I'd definitely recommend PCLinux (PCLOS). Been using it for several months has a great live cd and when your ready there's a extremely easy to use HD installation procedure, Updates/installs/uninstalls are provided using a program called "Synaptics" and the forums support is AAA+++.

Tempus (not verified) - Tue, 2020-05-17 11:55.


PCLinuxOS I think is perfect. It has a live CD function so people can try it out before installing. It is better-looking than MEPIS and Knoppix. It allows root login unlike (K)Ubuntu which is less confusing. Though it uses RPM, it has APT and Synaptic for managing packages so no broken dependencies. While the software resources for it don't go as deep as Debian, it has what a most users will need. Its Master Control Center also offers an easy graphical way to configure the system that surpasses what the others offer, and the community is one of the most considerate and helpful around.

I also might say in regards to Ubuntu that I think KDE is probably easier on most newbies than Gnome is. I've read all of the arguments for Gnome and they have many great points, but it has been my experience that Windows users are less confused in KDE than Gnome right off the bat.

An - ymous (not verified) - Tue, 2020-05-17 10:44.

PCLinux OS

This OS is a fork of Mandrake offered by Texstar. It initially operates as a LiveCD but can be installed to your harddrive as well. Texstar has really polished this distro that still is only in Beta. Give it a try and you'll probably keep it and pass the cd along to a few friends. All the best of Mandrake made better! And they have a great user forum!

An - ymous (not verified) - Tue, 2020-05-17 08:13.

As a newcomer to Linux of abo

As a newcomer to Linux of about 4 months I have had a positive experience with Mandrake. I am trying to migrate from 98 and XP. I installed Fedora 2 no problems but got lost for ages with the installation of peripherals such as USB floppy drive and USB flash drive. I also had some trouble getting online. I got all these issues resolved after about 1 month but felt that I had hit the wall as far as using Linux as a home desktop. I read a bit and decided to try Ubuntu on the same computer but I couldn install it - it kept on stalling trying to install fsdos utils? I gave up and tried Mandrake 10.1. After 3 days I am on line, have the USB devices installed and have been finding my way around the KDE desktop. I like Konqueror and Kmail.

DATA SECTION>
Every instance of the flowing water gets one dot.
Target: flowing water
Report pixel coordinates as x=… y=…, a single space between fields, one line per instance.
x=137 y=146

TASK REQUIREMENTS>
**1.** Answer these from the forum comments:
(a) What distribution is PCLinuxOS described as a fork of?
(b) Which desktop does one commenter think is easier than Gnome on most newbies?
(c) Which version of Mandrake did the newcomer try after giving up on Ubuntu?
**2.** Transcribe the stretch of the forum comments from "PCLinuxOS I think" through "off the bat.".
Please note that the data is not needed here.

OUTPUTS>
**1.**
(a) Mandrake
(b) KDE
(c) Mandrake 10.1

**2.**
PCLinuxOS I think is perfect. It has a live CD function so people can try it out before installing. It is better-looking than MEPIS and Knoppix. It allows root login unlike (K)Ubuntu which is less confusing. Though it uses RPM, it has APT and Synaptic for managing packages so no broken dependencies. While the software resources for it don't go as deep as Debian, it has what a most users will need. Its Master Control Center also offers an easy graphical way to configure the system that surpasses what the others offer, and the community is one of the most considerate and helpful around.

I also might say in regards to Ubuntu that I think KDE is probably easier on most newbies than Gnome is. I've read all of the arguments for Gnome and they have many great points, but it has been my experience that Windows users are less confused in KDE than Gnome right off the bat.